Explanation is not Explanation
Explanation is a loaded term, both in official AI terminology and in human conceptual thought. Some recent literature has taken care to tease away the various senses commonly conflated in the use of this term and some related ones such as transparency and interpretability. Most notable is Zachary Lipton’s 2016 survey, The Mythos of Model Interpretability. J&W cite it, but still use the terms somewhat interchangeably, making it hard to understand which sense they believe people are using attention as a signal for, or which it should not be used for. As an example, consider the nuance separating these two notions of attention:
- Attention as a sanity check: we, who built the (say) translation model, have an idea which words in the source text “should” map to which words in the target text, and it would be a neat demo if a component in the model shows us exactly the patterns we expect.
- Attention as a tool: the model is looking at (say) the patient visit summary, predicting which condition was diagnosed (supervised by existing annotation), and tells us through attention which part of the text caused it to make the prediction. The outputs of the model may now help in seeding a glossary for medical diagnosis, for example.
J&W appear to be targeting the first usage, whereas for example the diagnosis study I cited before is concerned with the second. Would definitive results from well-prepared experiments on J&W’s questions even have consequences towards this type of work?
Attention might be explanation. It might not be explanation. Whether or not it is depends heavily on the underlying model architecture; on the task; on the sense of “explanation” we’re after. I haven’t touched points such as use of attention in generation tasks such as image captioning, where visual attention is quite convincingly argued to be explanatory. But one thing I believe in is that broad claims require rigorous argumentation and convincing empirical results.
I thank my labmates at Georgia Tech’s Computational Linguistics lab, and especially Sarah Wiegreffe, for the discussion that led to this post and notes on its draft; errors and tone are all mine.

### Problem description
Copy from the attention essay the span between "J&W appear to" and "convincing empirical results.", inclusive. Rely solely on the attention essay above.

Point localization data
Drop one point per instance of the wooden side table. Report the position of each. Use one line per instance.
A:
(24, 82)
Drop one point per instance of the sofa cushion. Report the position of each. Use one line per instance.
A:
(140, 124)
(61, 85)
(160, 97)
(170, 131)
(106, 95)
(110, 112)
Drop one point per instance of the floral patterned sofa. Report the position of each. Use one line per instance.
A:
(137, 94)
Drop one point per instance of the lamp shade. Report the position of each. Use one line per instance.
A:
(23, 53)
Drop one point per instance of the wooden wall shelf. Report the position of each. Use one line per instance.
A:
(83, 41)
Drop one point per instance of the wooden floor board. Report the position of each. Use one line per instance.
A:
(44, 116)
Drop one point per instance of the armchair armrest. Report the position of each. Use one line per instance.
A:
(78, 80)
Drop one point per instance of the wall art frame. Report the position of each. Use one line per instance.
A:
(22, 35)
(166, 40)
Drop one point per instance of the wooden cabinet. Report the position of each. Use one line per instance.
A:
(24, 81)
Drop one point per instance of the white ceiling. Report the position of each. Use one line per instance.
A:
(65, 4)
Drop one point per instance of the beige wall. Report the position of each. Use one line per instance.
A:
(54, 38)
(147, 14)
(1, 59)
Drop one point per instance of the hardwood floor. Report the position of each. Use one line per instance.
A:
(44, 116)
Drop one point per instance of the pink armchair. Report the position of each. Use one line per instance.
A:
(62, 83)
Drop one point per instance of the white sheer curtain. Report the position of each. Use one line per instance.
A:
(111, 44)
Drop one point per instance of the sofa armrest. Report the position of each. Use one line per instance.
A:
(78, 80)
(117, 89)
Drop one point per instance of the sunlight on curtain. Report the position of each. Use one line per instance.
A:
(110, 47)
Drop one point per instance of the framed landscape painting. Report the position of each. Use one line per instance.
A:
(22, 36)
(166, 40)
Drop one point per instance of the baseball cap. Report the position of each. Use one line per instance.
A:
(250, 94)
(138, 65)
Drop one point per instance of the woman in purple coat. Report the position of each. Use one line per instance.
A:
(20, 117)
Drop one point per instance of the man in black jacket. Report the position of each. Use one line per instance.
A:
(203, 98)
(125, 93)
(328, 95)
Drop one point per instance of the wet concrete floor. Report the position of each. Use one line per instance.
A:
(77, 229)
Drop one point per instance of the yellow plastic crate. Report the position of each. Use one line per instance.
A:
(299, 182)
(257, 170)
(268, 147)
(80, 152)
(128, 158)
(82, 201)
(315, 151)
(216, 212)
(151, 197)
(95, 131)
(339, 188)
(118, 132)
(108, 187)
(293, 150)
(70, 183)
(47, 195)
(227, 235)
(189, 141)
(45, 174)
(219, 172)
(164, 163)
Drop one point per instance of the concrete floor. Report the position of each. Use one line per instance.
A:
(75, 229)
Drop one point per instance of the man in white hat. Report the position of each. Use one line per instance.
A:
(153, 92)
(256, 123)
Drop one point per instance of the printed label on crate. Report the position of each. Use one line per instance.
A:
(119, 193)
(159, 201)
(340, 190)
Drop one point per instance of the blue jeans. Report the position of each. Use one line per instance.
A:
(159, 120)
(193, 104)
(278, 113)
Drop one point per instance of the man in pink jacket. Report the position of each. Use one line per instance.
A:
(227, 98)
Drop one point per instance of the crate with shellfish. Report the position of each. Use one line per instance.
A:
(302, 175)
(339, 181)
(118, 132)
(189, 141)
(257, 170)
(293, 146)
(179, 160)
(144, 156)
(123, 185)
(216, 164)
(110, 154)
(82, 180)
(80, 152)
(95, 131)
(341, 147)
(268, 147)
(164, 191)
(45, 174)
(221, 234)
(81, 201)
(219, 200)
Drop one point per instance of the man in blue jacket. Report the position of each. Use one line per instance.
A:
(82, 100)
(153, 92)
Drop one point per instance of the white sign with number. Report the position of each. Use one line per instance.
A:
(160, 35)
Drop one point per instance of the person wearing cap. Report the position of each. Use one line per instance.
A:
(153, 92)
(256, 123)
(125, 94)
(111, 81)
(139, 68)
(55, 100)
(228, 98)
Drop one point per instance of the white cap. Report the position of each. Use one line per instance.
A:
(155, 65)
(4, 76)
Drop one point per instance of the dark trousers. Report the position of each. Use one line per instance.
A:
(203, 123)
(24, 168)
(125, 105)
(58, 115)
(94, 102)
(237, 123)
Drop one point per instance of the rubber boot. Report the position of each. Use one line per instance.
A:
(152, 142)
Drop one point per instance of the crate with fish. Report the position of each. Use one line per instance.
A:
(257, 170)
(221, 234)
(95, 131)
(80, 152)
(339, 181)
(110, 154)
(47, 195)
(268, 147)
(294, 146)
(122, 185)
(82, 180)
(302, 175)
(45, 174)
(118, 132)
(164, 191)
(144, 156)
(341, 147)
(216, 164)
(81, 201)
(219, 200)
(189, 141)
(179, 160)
--
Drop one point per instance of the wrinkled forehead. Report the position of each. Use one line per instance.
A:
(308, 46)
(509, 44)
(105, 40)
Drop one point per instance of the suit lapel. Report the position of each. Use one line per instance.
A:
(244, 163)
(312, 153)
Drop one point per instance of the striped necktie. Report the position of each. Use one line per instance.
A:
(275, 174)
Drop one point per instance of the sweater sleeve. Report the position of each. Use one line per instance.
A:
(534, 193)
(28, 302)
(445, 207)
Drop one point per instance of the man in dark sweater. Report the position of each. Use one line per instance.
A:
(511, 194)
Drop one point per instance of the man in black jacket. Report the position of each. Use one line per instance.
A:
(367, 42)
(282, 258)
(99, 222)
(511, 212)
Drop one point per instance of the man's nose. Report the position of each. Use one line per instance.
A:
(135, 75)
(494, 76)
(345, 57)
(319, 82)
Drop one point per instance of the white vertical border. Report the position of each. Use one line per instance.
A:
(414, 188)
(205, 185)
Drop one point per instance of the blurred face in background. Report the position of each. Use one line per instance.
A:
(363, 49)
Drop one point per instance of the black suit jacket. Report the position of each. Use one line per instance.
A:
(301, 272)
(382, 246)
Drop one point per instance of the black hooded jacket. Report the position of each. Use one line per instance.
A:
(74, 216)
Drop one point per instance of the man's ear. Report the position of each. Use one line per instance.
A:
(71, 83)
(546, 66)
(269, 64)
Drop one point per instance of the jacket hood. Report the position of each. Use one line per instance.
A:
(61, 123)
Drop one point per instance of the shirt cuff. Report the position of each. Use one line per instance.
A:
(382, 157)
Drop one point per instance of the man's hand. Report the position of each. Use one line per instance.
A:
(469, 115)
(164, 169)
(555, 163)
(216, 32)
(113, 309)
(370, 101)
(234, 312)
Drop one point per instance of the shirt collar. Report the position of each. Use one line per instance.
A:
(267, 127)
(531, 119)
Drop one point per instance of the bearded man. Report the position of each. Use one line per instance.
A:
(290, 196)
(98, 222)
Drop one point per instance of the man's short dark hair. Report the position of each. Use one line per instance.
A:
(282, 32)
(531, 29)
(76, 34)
==
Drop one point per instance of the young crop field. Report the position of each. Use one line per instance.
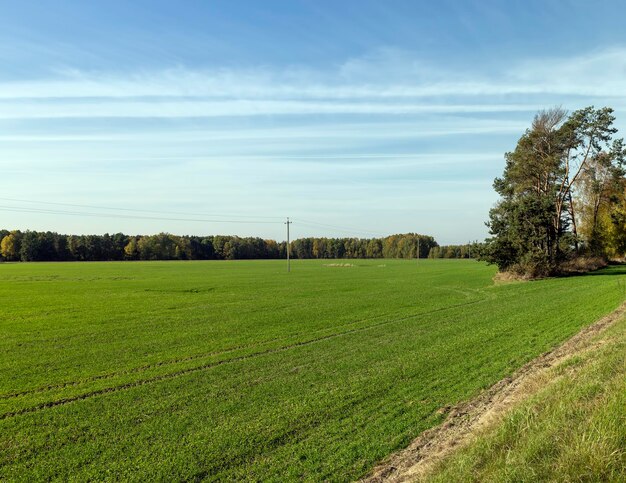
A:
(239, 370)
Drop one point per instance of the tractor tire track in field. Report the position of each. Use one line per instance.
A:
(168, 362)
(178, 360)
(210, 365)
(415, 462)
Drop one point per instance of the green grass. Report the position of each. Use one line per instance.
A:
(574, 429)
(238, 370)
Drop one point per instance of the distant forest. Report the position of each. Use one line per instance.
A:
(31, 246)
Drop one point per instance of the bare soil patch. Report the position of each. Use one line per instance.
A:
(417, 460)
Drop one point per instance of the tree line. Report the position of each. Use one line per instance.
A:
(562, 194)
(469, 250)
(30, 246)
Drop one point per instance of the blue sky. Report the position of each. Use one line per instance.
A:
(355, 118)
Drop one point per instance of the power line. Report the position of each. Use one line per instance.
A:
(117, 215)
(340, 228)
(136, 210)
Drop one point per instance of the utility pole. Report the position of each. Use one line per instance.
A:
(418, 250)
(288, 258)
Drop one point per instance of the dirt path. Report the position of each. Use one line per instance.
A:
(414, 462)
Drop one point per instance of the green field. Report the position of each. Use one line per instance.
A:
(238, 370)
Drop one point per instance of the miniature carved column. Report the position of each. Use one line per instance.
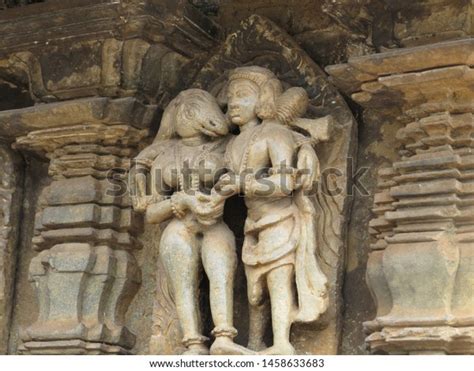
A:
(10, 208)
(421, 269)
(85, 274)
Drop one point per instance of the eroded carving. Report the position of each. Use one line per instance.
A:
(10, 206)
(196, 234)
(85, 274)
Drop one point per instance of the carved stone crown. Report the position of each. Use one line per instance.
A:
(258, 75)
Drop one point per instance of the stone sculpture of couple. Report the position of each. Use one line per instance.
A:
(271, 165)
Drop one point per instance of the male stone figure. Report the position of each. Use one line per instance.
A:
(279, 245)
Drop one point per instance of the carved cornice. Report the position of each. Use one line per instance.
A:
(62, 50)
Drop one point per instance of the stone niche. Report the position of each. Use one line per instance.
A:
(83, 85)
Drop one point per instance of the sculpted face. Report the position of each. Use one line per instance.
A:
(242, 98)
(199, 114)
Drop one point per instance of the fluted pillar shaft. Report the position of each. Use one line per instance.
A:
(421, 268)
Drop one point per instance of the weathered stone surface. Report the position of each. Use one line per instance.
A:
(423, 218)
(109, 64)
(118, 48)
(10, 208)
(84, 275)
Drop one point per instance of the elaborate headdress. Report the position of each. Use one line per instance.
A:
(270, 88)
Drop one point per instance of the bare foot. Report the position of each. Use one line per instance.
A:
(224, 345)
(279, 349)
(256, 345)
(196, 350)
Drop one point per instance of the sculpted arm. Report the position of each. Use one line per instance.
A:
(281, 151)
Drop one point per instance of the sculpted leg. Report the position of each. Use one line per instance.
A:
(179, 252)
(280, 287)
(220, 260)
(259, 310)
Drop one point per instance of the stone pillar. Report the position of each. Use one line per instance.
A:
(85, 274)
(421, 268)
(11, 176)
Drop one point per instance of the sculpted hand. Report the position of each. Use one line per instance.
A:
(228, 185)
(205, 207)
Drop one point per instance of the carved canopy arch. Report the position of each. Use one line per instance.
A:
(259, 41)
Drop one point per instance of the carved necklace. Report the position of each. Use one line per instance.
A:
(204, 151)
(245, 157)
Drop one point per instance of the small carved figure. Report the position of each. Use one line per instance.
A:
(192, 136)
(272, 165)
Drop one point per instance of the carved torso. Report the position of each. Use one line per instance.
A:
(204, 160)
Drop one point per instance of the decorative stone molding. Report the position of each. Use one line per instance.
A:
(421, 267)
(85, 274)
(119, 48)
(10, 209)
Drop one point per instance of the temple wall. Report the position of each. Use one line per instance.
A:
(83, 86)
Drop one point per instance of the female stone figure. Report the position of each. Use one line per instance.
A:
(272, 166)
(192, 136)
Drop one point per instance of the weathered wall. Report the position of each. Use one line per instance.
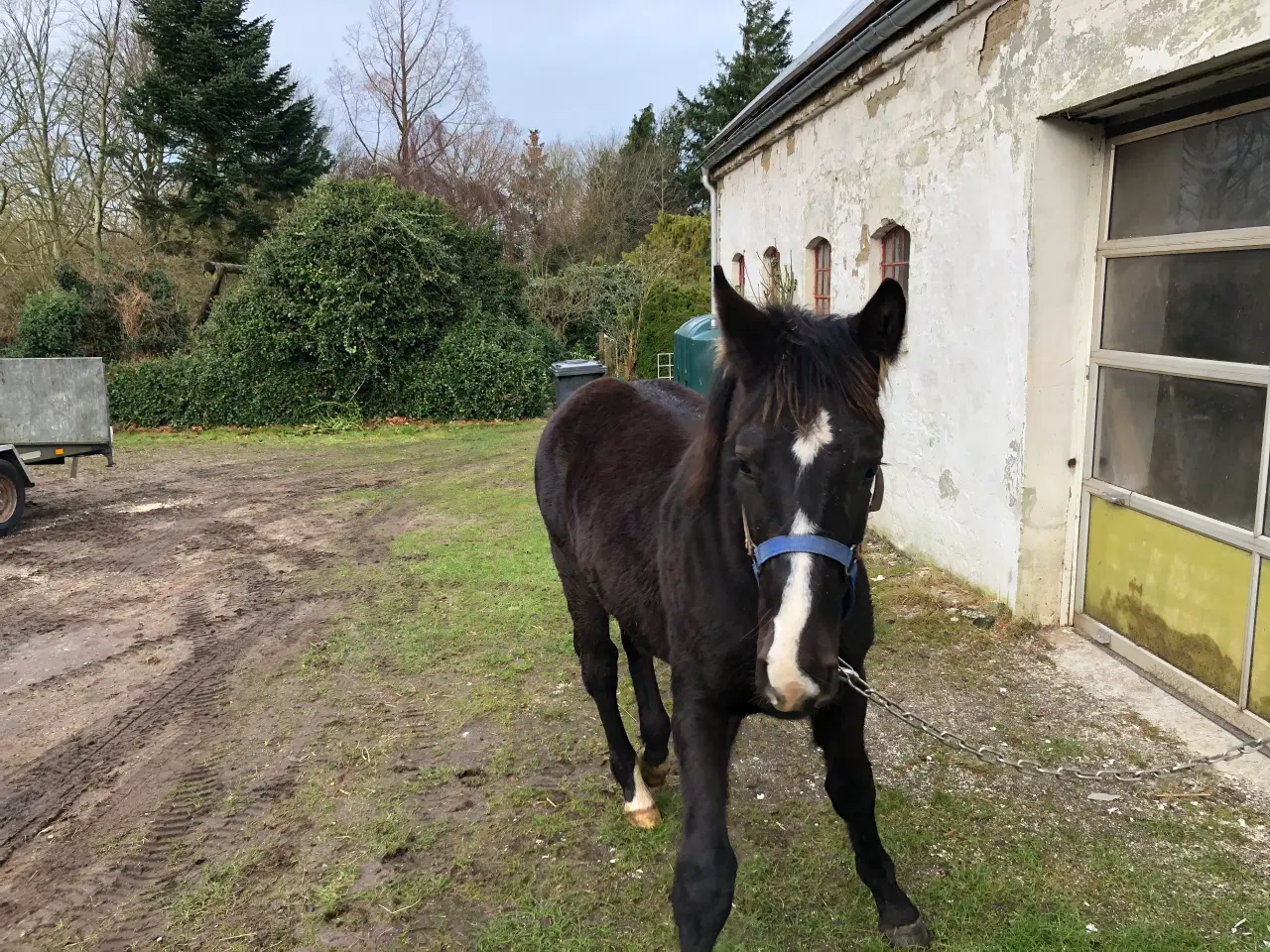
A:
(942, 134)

### Task result
J&W appear to be targeting the first usage, whereas for example the diagnosis study I cited before is concerned with the second. Would definitive results from well-prepared experiments on J&W’s questions even have consequences towards this type of work?
Attention might be explanation. It might not be explanation. Whether or not it is depends heavily on the underlying model architecture; on the task; on the sense of “explanation” we’re after. I haven’t touched points such as use of attention in generation tasks such as image captioning, where visual attention is quite convincingly argued to be explanatory. But one thing I believe in is that broad claims require rigorous argumentation and convincing empirical results.